• [Source excerpt]
The View from Space: of Mars and men
By John Holliman
Web posted at: 10:25 AM EST (1025 GMT)
In this column:
I
just got back from a week of vacation, and what a week in space news
I missed. Barbara Morgan gets ready to change from schoolteacher to
astronaut, and Eileen Collins is named by the president and first lady
to be the first female shuttle commander.
The latest Mir spacewalk went sour when the crew couldn't get the hatch
opened. A serious problem was avoided when ground controllers told
the cosmonauts to stay inside and worry about the spacewalk later.
It's coming up after a Progress supply ship with new bigger wrenches
gets to Mir next month.
By the way, they found ice on the moon. This may not sound like much
to you, but it's a very, very big deal. Ice on the moon, enough to support
hundreds of humans for decades, means that the future of interplanetary
space travel could be the near future, rather than the distant future.
Ice can be melted into water, and the water can be converted into oxygen
and hydrogen, the two most important elements of space fuel. Since it's
already on the moon, we wouldn't have to bring it there, saving billions
of dollars in space travel to get beyond Earth's immediate neighborhood.
This is really great news and something we'll be talking more about
in the weeks ahead. These findings from Lunar Prospector confirm the
evidence provided a couple of years ago by the Pentagon-launched Clementine
lunar mapping probe.
That's the history lesson. It'll teach me not to take a few days off!
Here's what's coming up in the next few days. Another piece of International
Space Station hardware is being tested in the United States this week. The first
few years of the new space station will depend on Russian-built Soyuz
escape capsules to bring crews home in an emergency. The long-term rescue
vehicle is being tested at Edwards Air Force base in California this
week. It's called the X-38 and will be able to bring six astronauts
home at a time, compared to three at a time for Soyuz.
The
X-38 will hook up to a docking port on the space station and will be
dropped away toward Earth if it's needed. The craft looks like the 1957
Plymouth Fury I drove in college. It has huge tail fins in the back
and has a white top and black bottom. The thing that's most striking
about the rescue ship is its huge parafoil. This is a huge parachute
which spreads to 5,500 square feet to allow the spaceship to land softly.
It will be guided to land by remote control.
The X-38 has flown attached to a B-52 bomber in the past, to make
sure it will hold together in flight. This week's test will see the
mock-up dropped from 23,000 feet and get to the ground on its own. The
test has been postponed several times because of weather and
mechanical problems. Thursday is the next scheduled try, and we'll
have coverage on CNN and here on CNN.com.
While that's going on in the desert, the Senate Commerce Committee
will be debating how to make money from space. The committee is debating
a bill that would cut government red tape which keeps many private groups
from getting involved in spaceflight. The government now can license
a private group to launch a satellite or spaceship, and this is done
all the time, but until now, there's been no way for the government
to give the go-ahead to the return to earth of a non- governmental spacecraft.
Also included in the bill are provisions which would tell NASA to consider
letting private contractors operate the new space station after it's
built, and require the Pentagon to use private launch services to put
satellites into orbit, rather than the more expensive option of using
their own in-house launch services.

• [Short exercise 1] Set down the part of the space column from "The View from" up to and including "Mir next month.", keeping every word unchanged.
The space column and the listing come from unrelated sources.

• [Dataset content]

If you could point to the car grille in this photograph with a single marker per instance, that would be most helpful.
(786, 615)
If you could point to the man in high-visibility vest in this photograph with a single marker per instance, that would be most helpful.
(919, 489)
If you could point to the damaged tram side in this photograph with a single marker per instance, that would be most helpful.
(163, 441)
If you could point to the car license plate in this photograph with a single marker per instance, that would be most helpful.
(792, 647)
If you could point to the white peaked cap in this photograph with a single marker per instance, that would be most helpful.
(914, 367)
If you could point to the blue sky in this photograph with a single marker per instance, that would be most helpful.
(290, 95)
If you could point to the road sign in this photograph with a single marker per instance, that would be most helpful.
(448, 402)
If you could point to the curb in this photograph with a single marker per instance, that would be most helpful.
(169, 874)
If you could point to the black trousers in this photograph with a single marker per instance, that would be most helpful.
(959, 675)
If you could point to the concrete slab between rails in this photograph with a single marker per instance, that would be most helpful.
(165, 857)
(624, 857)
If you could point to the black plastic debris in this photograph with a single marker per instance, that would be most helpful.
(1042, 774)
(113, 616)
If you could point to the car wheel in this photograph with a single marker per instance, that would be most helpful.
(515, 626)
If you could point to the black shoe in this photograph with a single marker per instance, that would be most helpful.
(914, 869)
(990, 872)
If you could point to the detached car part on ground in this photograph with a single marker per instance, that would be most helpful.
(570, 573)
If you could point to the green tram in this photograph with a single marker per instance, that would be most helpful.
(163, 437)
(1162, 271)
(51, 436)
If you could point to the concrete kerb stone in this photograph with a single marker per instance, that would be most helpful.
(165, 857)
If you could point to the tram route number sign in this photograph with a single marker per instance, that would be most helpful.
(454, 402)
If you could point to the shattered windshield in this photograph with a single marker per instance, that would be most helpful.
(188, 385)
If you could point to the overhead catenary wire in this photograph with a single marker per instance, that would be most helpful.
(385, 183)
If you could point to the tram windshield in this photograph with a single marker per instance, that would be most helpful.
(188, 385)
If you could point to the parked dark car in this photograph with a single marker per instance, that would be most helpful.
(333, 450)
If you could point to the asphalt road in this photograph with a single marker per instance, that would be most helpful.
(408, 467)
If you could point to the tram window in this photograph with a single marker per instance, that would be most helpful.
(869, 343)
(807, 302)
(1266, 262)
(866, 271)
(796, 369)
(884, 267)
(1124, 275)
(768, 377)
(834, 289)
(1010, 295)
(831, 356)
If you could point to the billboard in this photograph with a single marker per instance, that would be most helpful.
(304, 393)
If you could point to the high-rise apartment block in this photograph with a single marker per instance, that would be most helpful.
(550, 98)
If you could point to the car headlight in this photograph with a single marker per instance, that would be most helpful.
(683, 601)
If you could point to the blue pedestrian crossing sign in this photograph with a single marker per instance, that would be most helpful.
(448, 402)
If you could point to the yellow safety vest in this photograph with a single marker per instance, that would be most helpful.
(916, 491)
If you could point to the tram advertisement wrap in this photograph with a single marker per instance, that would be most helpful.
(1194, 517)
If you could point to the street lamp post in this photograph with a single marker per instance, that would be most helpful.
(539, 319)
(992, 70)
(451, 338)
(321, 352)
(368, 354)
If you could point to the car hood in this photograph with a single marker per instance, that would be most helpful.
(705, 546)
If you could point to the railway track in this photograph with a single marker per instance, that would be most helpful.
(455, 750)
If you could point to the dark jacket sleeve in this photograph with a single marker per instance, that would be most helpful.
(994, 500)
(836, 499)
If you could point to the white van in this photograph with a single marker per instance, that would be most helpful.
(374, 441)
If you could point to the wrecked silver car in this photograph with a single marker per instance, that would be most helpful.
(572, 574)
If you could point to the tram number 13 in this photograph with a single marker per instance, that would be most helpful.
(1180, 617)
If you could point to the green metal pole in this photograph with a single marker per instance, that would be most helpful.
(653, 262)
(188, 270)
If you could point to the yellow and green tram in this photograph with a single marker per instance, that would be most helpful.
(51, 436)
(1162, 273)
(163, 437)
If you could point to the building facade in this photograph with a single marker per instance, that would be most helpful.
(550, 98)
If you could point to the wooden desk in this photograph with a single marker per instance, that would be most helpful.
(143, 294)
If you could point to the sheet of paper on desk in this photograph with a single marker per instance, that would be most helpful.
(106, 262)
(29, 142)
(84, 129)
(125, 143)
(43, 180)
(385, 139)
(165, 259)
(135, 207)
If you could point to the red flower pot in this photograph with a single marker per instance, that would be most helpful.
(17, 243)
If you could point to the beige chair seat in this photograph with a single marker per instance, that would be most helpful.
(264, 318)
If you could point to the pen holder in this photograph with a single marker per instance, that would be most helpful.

• [Short exercise 2] Locate each line of the listing that contains the word "number" and copy those lines.

• [Final result 1]
The View from Space: of Mars and men
By John Holliman
Web posted at: 10:25 AM EST (1025 GMT)
In this column:
I
just got back from a week of vacation, and what a week in space news
I missed. Barbara Morgan gets ready to change from schoolteacher to
astronaut, and Eileen Collins is named by the president and first lady
to be the first female shuttle commander.
The latest Mir spacewalk went sour when the crew couldn't get the hatch
opened. A serious problem was avoided when ground controllers told
the cosmonauts to stay inside and worry about the spacewalk later.
It's coming up after a Progress supply ship with new bigger wrenches
gets to Mir next month.

• [Final result 2]
If you could point to the tram route number sign in this photograph with a single marker per instance, that would be most helpful.
If you could point to the tram number 13 in this photograph with a single marker per instance, that would be most helpful.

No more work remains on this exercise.